Exercise aim:
The expected result is an exact restatement of the data, free of pictures.

Data excerpts:
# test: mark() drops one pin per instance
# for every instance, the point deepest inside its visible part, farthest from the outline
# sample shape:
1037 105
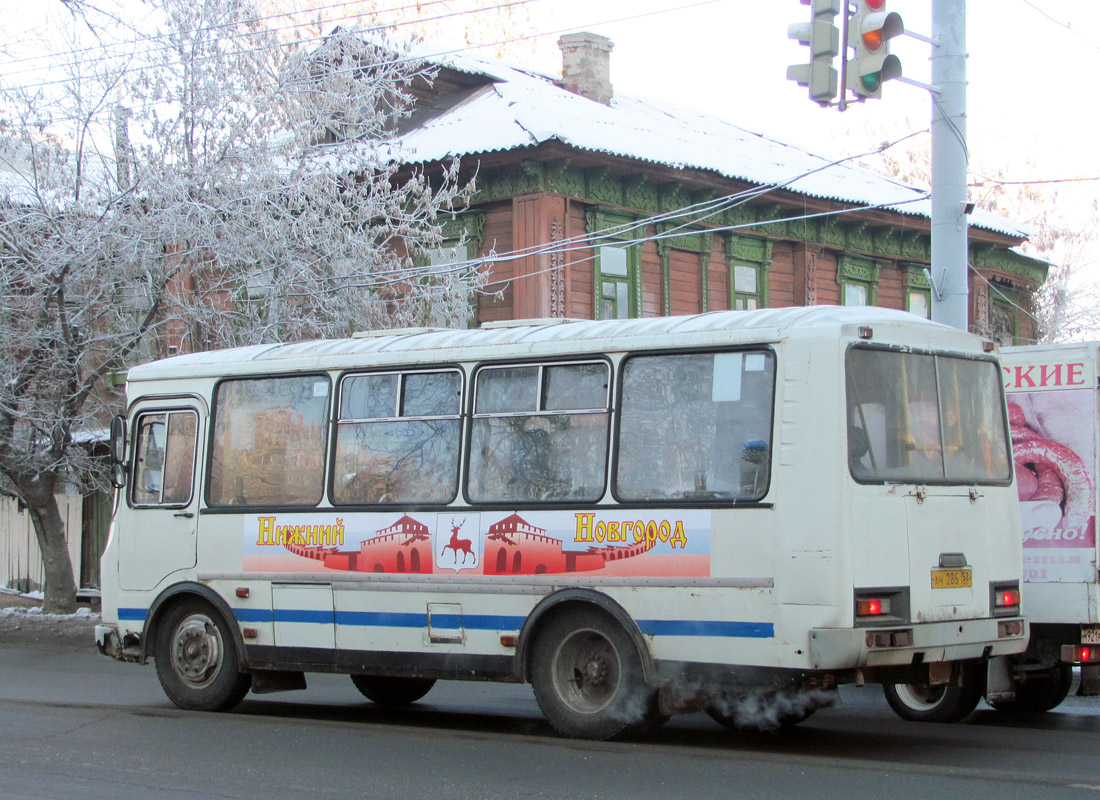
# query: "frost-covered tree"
1062 232
211 184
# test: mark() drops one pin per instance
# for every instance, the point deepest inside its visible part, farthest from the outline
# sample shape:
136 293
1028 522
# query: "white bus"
639 517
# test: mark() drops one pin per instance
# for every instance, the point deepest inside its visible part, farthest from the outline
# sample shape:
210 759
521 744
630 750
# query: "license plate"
950 579
1090 636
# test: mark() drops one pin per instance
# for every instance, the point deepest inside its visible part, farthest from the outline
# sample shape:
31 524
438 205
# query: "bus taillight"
872 606
1080 654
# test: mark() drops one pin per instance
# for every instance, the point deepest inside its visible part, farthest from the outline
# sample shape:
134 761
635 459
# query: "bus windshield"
924 417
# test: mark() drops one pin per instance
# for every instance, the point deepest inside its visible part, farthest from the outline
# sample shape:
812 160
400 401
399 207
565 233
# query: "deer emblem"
455 544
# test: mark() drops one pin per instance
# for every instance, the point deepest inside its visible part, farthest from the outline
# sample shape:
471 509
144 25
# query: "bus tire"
1042 691
196 658
589 679
935 703
389 691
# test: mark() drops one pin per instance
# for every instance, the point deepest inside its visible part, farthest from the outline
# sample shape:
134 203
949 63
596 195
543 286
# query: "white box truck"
1054 400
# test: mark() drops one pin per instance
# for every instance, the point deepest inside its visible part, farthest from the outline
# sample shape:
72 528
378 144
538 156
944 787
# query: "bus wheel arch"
184 592
568 601
197 656
948 702
587 675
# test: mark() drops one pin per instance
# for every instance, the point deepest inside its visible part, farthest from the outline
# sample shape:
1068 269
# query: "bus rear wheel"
385 690
935 703
589 679
196 658
1041 691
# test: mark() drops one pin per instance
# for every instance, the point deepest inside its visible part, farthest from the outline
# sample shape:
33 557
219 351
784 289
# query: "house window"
1002 321
854 293
858 278
748 259
617 264
919 292
919 302
746 287
614 278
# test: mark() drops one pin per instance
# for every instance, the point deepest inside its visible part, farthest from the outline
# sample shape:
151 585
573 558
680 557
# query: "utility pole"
949 156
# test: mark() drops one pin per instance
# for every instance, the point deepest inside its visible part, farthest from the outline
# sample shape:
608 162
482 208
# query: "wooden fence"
20 558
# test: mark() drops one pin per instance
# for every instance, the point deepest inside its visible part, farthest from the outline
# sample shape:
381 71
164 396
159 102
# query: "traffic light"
822 36
869 33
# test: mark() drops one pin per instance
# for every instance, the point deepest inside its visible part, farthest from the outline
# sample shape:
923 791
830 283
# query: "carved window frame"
752 252
916 284
611 229
857 271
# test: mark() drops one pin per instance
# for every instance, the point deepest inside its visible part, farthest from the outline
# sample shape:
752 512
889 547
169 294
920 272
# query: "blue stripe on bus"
479 622
707 627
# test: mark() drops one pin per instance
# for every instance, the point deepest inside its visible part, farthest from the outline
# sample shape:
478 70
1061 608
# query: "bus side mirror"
118 439
118 451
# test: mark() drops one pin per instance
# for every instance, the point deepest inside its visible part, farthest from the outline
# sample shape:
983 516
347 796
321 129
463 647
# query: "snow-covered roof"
539 338
523 109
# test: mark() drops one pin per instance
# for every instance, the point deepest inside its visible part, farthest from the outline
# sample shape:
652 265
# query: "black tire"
196 658
767 711
392 691
937 703
589 679
1042 691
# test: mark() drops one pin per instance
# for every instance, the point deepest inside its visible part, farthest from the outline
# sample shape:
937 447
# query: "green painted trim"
466 225
749 251
915 277
601 219
1012 263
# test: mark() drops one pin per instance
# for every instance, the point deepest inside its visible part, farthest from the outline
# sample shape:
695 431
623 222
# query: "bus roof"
545 337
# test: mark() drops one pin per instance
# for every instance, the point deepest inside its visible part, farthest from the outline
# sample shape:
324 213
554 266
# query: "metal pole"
949 254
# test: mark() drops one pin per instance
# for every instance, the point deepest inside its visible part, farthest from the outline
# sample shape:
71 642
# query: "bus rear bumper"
922 643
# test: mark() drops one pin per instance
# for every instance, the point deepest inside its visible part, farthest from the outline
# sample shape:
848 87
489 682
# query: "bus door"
162 530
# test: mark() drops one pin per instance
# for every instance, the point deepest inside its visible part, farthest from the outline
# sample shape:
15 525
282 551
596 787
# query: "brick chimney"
586 65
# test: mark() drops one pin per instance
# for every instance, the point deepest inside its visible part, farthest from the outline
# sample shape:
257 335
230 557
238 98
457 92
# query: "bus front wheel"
196 659
392 691
934 703
1040 691
589 679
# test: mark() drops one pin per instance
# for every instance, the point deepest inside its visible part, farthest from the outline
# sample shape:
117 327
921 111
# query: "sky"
1029 110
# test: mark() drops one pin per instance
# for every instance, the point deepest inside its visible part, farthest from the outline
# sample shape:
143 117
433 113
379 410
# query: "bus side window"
164 464
268 441
398 438
540 433
695 427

Written answer:
# test: mark() drops one pin per instance
# for every instance, the point deepest inside its visible part, farthest from the outline
# sample shape:
1037 105
# query: "frost-covered tree"
1062 232
211 184
# test: mark() drops one pin per instance
# for every instance, the point deepest inside its visible part, farthest from the outline
# sample shape:
136 293
1028 522
# query: "white bus"
639 517
# test: mark() drops one pin per instance
# for every instance, the point deepest inside its visible part, farthest from the outline
# sample shape:
210 759
521 744
630 750
# query: "license plate"
950 579
1090 636
# test: mark() drops one pin per instance
# for every instance, the point deepest inside its visible part, farthest from the outline
# sample shape:
31 524
438 205
# query: "bus taillight"
872 606
1080 654
# test: mark() drops one pin per instance
# for every instance, the point deepest inside its visible part, farthest from the outline
# sample shape:
134 761
635 459
# query: "bus windshield"
924 417
# test: mark() drops one pin per instance
# for every instance, the point deepest inside its visible part, farthest from the outline
# sample shape:
812 160
400 401
399 207
565 233
# query: "deer emblem"
455 544
# test: mark() drops one pin per instance
# for every instance, the point deepest inside its visible part, farthest from the outline
# sample shape:
471 509
144 25
# query: "bus tire"
1042 691
196 658
589 679
935 703
389 691
# test: mark() drops one pin per instance
# for every instance, the point deepest inside its visible part, farthest from the outline
# sample shape:
134 203
949 63
596 195
543 286
# query: "white box truck"
1054 400
# test: mark() drops one pin per instance
# for every instance, the point deepest inside its visible part, farthest from the outline
# sample shape:
72 528
378 144
538 156
944 787
# query: "bus wheel arch"
184 592
568 601
197 656
948 702
587 675
# test: mark() drops one pin per instance
# for every instance, the point deepest inside its visible part, farthest from the outline
# sample shape:
1068 269
# query: "bus rear wheel"
385 690
935 703
589 679
196 658
1041 691
# test: mark() drops one pin per instance
# for every instance, the point deepest inside its visible part, farthest from the outline
# sample shape:
33 557
219 351
784 289
# query: "house window"
1002 321
854 293
858 278
748 259
617 264
919 292
919 302
746 287
614 278
# test: mark() drops one pin per instance
# for every instance, the point deepest inside its visible part, farthest from the outline
# sample shape:
151 585
573 558
680 557
# query: "utility pole"
949 156
# test: mark() drops one pin per instance
# for every instance, the point deepest inside its visible part, farthest from the outline
# sample shape:
608 162
482 208
# query: "wooden fence"
20 558
# test: mark() drops one pin per instance
# for every instance, the point deepest inside its visible part, farthest from the outline
# sample shape:
381 71
164 396
159 102
# query: "traffic light"
822 36
869 33
# test: mark() drops one pin per instance
# for every instance, the point deepest inside its visible part, farthest from the outline
# sample shape:
923 791
830 283
# query: "carved window frame"
752 252
916 284
611 229
857 271
# test: mark() drops one pin per instance
# for every instance, the point deepest inside its visible part, farthest from the outline
# sample shape:
752 512
889 547
169 294
920 272
# query: "blue stripe on bus"
479 622
707 627
# test: mark() drops one pin per instance
# for every instance, the point deepest inside its visible part, farthest from the outline
# sample shape:
478 70
1061 608
# query: "bus side mirror"
118 439
118 451
# test: mark() drops one pin per instance
# for every instance, the point deepest inside its visible part, farthest from the outline
# sample shape:
983 516
347 796
321 129
463 647
# query: "snow-covered roof"
539 338
523 109
# test: mark() drops one pin per instance
# for every instance, the point deepest inside its visible part, farthest from the outline
# sample shape:
652 265
# query: "black tire"
196 658
767 711
392 691
937 703
589 679
1042 691
# test: mark() drops one pin per instance
# for every instance, the point deepest inside its visible part, farthest from the outline
# sample shape:
937 447
# query: "green painted trim"
466 225
749 251
915 277
601 219
1012 263
# test: mark() drops one pin per instance
# for every instance, the point deepest inside its visible part, farthest from the outline
# sample shape:
695 431
623 222
# query: "bus roof"
545 337
# test: mark() drops one pin per instance
# for every instance, the point deepest inside its visible part, farthest from the outline
# sample shape:
324 213
554 266
# query: "metal pole"
949 254
# test: mark() drops one pin per instance
# for every instance, the point deepest inside its visible part, farthest from the outline
# sample shape:
71 642
# query: "bus rear bumper"
922 643
# test: mark() drops one pin per instance
# for every instance, the point deepest inside its visible part, farthest from the outline
# sample shape:
848 87
489 682
# query: "bus door"
162 530
# test: mark() drops one pin per instance
# for every instance, the point deepest inside its visible part, farthest from the outline
# sample shape:
15 525
282 551
596 787
# query: "brick chimney"
586 65
# test: mark() drops one pin per instance
# for every instance, the point deepest inside its visible part, farthest from the outline
# sample shape:
257 335
230 557
238 98
457 92
# query: "bus front wheel"
196 659
392 691
934 703
1040 691
589 679
# test: mark() drops one pin per instance
# for every instance, the point deepest inside its visible part, farthest from the outline
# sample shape:
117 327
921 111
# query: "sky"
1029 110
# test: mark() drops one pin per instance
# for every instance, the point deepest inside its visible part, farthest from the outline
# sample shape:
143 117
433 113
379 410
# query: "bus side window"
164 464
268 441
398 438
540 433
695 427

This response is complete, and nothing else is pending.